SET OF TASKS:
**a)** In the piece on narcissists, what are the only things they need to keep you stuck?
**b)** Reproduce the passage of the piece on narcissists starting at "You must move" and ending at "a big mistake.".

DOCUMENT EXCERPT:
[START]

No matter what you do or don't do, the narcissist will always end up being disloyal and unfaithful to you. They will always disappoint your hopes and expectations. They will break their promises and let you down in the end. What gives them the ability to do that is your belief—your acceptance that something exists or is true when you don't even have any proof. As long as you have this blind faith and confidence in the narcissist, you will experience unfortunate circumstances. When you finally come to your senses, you will realize that you have made a very big mistake. No matter what you do for them, they will always cheat, swindle, and exploit you in the end. It's just your belief that keeps you holding on as you go through this cycle of perceived loss and gain, doubting yourself while they're not even thinking about you in a serious way.


While you may not see it at the time, they already know that you're worth far more than what you're settling for. They know that at some point, you're going to get cold feet and realize that you've made a bad investment. This is why they've always got one foot out the door. They're just waiting for that moment when you wake up and finally realize what you've gotten yourself into.


Until that point, you're still giving them your serious consideration, giving careful thought and reflection as though you actually believe that it could amount to something worthwhile in the future. They've managed to gain your acceptance and belief, which are really the only things they need to keep you stuck. You should already know what you're dealing with after witnessing their behaviors over a long period of time. You should continue in this course of action with commitment and without any doubt, instead of treating them as though they're not your enemy or opposition. That's only going to put you back where you started. It's not going to cause you to gain any ground; it's only ever going to set you back even more.


You must move in a certain way to protect yourself by being aware of what they're trying to do to you. All they're trying to do is destroy you. They may come to you and try to play the victim, but they are always the initiators of everything that goes wrong because they orchestrate it all. They're just trying to get you to feel sorry for them so that you don't leave them. They know that you're empathic, so of course, it's very easy for them to play on your mind because you want to help. You don't want to let anyone down; that might make you feel guilty. You want to be the one who rescues them, but by doing that, you are making a big mistake.


You should be taking away your belief and acceptance from what is being presented and instead, you should be looking at it from a rational point of view where you're able to make a sensible decision. There is a clear ongoing pattern of behavior which should reveal to you that something is not right. It should allow you to remove yourself from the situation emotionally because everything they're telling you or displaying to you is just to leave you unprotected, where you are then vulnerable to attack when you were just trying to help them. That is how they keep you stuck. You can't help them; they don't even want you to help them. They just want to punish you. If you trust and believe in them, they're just going to drain you of your resources and support until you finally come to the conclusion that you should have trusted your better and initial judgment of never getting involved with them to begin with.

[END]

RECORDED DATA:
[START]

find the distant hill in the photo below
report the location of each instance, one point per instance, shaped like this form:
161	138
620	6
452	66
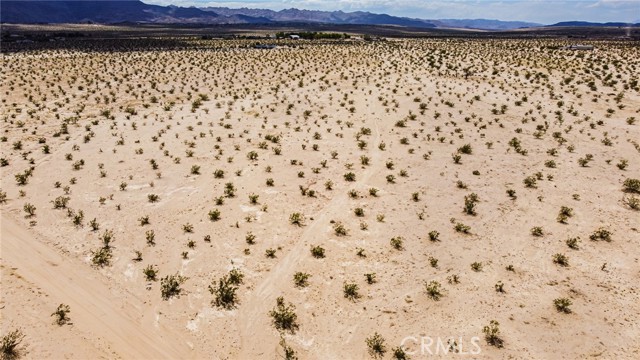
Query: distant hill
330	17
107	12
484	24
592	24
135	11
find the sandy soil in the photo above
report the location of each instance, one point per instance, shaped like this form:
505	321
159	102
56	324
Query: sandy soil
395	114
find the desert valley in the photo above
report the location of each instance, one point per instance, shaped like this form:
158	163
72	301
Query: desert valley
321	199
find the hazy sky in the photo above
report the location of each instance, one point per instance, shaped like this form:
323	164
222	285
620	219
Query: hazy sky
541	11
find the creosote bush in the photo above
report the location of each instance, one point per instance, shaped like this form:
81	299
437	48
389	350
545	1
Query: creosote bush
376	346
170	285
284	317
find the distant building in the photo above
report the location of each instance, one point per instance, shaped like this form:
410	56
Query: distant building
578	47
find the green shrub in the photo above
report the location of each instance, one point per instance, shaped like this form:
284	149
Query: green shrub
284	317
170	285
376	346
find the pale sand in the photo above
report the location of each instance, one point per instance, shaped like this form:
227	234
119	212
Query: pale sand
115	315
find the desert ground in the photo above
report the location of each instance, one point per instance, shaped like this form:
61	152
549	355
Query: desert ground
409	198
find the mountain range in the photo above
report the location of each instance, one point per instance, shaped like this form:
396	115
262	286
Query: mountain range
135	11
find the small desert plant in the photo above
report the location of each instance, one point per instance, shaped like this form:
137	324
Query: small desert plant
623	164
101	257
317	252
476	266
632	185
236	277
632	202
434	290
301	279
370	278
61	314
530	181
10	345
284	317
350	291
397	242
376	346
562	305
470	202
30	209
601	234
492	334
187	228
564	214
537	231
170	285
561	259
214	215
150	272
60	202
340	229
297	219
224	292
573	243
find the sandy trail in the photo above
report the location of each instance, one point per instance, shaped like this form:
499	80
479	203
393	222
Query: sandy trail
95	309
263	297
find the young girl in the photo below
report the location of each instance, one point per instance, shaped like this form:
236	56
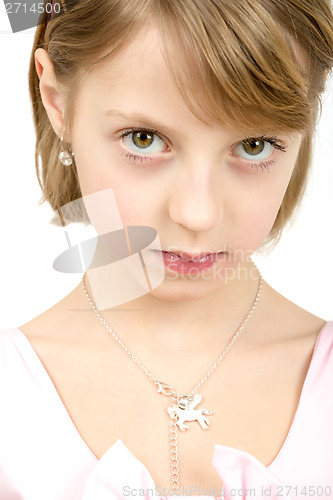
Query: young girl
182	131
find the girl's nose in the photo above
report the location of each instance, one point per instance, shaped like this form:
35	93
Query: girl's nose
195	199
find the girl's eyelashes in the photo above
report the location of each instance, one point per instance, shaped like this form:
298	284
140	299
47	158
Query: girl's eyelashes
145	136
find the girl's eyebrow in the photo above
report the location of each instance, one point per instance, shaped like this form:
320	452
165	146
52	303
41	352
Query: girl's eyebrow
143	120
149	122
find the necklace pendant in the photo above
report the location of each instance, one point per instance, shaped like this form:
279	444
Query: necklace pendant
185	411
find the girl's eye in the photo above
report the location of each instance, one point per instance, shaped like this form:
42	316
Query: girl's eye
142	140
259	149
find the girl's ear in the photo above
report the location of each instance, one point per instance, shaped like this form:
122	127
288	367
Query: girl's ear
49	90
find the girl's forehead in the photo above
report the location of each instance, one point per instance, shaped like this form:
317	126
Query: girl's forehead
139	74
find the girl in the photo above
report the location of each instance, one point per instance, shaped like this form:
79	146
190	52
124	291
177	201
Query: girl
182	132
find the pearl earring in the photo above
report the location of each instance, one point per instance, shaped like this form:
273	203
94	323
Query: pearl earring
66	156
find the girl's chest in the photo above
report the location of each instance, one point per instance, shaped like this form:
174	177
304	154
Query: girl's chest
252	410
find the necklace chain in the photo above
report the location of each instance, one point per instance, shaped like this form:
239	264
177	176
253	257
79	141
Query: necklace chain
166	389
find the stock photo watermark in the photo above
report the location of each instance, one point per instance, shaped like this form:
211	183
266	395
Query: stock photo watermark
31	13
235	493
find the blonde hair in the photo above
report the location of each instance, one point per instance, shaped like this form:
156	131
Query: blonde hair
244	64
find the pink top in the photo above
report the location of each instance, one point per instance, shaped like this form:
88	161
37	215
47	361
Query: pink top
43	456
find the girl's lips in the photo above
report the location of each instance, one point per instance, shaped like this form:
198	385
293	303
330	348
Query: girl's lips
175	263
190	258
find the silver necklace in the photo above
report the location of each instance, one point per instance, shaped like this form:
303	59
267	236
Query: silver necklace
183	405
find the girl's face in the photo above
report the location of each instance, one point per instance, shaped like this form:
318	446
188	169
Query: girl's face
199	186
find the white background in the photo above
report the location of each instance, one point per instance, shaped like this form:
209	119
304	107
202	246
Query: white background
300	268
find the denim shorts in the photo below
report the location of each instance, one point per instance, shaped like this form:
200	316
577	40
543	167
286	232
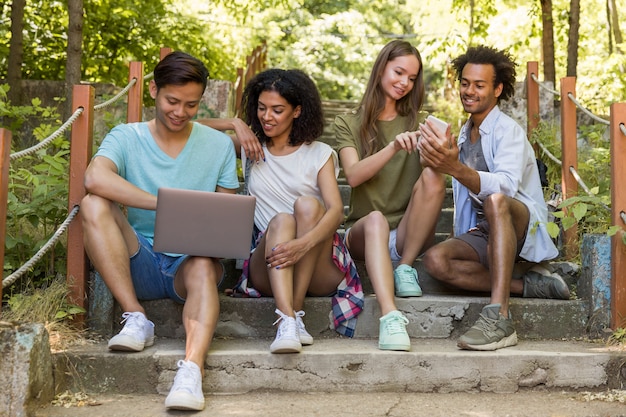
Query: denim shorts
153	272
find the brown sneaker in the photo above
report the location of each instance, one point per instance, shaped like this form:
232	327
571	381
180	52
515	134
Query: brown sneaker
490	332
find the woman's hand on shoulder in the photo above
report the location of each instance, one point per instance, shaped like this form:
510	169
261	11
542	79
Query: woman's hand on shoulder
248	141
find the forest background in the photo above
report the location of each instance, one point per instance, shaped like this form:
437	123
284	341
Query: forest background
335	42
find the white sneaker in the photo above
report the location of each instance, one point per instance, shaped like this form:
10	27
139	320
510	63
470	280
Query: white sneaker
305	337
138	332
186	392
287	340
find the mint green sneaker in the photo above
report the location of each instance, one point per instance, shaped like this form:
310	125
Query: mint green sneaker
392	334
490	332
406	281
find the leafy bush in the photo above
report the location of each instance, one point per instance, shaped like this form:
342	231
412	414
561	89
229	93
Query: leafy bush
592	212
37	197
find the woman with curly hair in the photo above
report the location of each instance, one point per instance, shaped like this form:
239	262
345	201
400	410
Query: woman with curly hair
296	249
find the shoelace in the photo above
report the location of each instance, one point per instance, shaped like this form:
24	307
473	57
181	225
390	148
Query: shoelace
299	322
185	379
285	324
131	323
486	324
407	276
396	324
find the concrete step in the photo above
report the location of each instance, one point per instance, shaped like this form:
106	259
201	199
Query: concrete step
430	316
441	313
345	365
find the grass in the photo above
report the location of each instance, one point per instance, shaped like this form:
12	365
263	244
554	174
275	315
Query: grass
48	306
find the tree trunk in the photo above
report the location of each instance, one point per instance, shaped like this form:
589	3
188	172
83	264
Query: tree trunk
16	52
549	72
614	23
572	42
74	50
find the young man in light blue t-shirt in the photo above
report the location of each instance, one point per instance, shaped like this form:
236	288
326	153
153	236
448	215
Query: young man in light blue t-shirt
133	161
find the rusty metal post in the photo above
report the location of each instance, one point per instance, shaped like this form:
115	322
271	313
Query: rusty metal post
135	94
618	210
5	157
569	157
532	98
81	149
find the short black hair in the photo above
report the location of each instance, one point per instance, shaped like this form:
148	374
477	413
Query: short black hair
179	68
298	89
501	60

[END]

RESPONSES IN ORDER:
**a)** Your acceptance and belief.

**b)**
You must move in a certain way to protect yourself by being aware of what they're trying to do to you. All they're trying to do is destroy you. They may come to you and try to play the victim, but they are always the initiators of everything that goes wrong because they orchestrate it all. They're just trying to get you to feel sorry for them so that you don't leave them. They know that you're empathic, so of course, it's very easy for them to play on your mind because you want to help. You don't want to let anyone down; that might make you feel guilty. You want to be the one who rescues them, but by doing that, you are making a big mistake.